**ACTIVITY 1:** List every country and every political party that the passage on the term "flip-flop" names.
**ACTIVITY 2:** Write the next part of the essay on the term "flip-flop," starting after its final sentence.

**DOCUMENT PASSAGE:**
+++

Certain expressions have an uncanny knack of describing not only the matter in hand but also being able to match the sentiment behind the headlines. 'Flip-flop' is one that comes to mind just now, not so much as the noun to describe a style of casual footwear but as a verb to encapsulate the inability to be decisive. As the great dame of democracy that is America hoists up her skirts in readiness for the dash to the Presidential elections later this year, a process that we observe in the UK on a four-yearly cycle of distanced disbelief, like watching the ghastly inevitability of a recurring car crash in slow motion, the less than flattering term has once again been dusted down and embedded into needy Republican and Democrat sound bites.

+++

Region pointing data
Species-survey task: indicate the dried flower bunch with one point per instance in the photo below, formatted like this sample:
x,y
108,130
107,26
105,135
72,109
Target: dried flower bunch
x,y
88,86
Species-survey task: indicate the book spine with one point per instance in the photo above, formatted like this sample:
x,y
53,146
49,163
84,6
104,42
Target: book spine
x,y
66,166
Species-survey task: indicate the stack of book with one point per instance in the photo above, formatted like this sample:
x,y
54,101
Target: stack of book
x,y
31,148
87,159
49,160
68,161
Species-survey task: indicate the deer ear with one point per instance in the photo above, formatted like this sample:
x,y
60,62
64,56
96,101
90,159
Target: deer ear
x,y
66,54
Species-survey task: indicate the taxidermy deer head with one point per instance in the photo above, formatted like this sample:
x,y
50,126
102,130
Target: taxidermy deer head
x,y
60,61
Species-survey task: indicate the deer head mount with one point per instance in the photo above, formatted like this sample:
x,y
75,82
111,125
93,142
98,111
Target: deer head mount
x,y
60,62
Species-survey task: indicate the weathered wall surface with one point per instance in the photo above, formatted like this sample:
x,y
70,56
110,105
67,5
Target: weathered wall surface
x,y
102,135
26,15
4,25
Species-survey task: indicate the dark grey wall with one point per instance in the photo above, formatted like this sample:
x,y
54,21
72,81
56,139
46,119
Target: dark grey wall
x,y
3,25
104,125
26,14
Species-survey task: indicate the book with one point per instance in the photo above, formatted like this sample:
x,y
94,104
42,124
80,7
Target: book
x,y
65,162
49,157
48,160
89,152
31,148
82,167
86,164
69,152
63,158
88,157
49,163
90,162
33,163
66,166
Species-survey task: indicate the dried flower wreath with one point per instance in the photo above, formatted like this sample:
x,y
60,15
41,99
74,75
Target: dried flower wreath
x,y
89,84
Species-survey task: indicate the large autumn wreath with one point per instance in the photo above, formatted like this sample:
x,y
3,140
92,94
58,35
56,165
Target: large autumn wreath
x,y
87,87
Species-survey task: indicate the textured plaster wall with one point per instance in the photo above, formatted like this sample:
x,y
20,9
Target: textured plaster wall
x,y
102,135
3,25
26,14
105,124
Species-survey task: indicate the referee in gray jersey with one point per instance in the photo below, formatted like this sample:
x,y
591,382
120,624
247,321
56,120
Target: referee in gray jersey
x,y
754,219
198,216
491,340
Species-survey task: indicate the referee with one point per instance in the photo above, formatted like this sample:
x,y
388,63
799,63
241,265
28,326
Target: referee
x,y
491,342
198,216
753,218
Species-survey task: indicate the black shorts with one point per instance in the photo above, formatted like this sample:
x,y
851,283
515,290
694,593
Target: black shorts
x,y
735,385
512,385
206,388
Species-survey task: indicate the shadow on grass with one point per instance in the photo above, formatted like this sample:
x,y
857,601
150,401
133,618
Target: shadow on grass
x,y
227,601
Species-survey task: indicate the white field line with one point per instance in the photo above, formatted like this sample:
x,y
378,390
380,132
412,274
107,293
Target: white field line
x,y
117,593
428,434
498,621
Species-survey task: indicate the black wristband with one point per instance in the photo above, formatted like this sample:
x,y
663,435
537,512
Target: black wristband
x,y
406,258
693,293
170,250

+++

**EXERCISE ANSWER 1:**
Countries: America, UK
Political parties: Republican, Democrat

**EXERCISE ANSWER 2:**
Sadly, it might also be pressed into service on this side of the Atlantic, and at almost the same periodicity to describe the opening and closing of dental schools. Flip, one opens in response to a political imperative to fill the gap in the dentist workforce; flop, another closes as the economics dictate that we now have an oversupply. Having seen my own dental school (how extraordinarily possessive we are about these institutions), UCH, closed in the mid-1990s I have to admit to a certain chagrin at witnessing several more popping up in the mid-2000s as documented by gleeful press snaps of hard-hatted deans on bulldozers, eager dental professionals of tomorrow tree-planting and conveyer-belts of dignitaries 'topping out' facilities, pulling twee ceremonial curtains and snipping taughtly held ribbons. Surely I was not alone then in asking what would happen in about five years time? Well, welcome to the future as we now read not only in the dental press but also in the national dailies about a shortfall, real or imagined, in vocational training places for new graduates.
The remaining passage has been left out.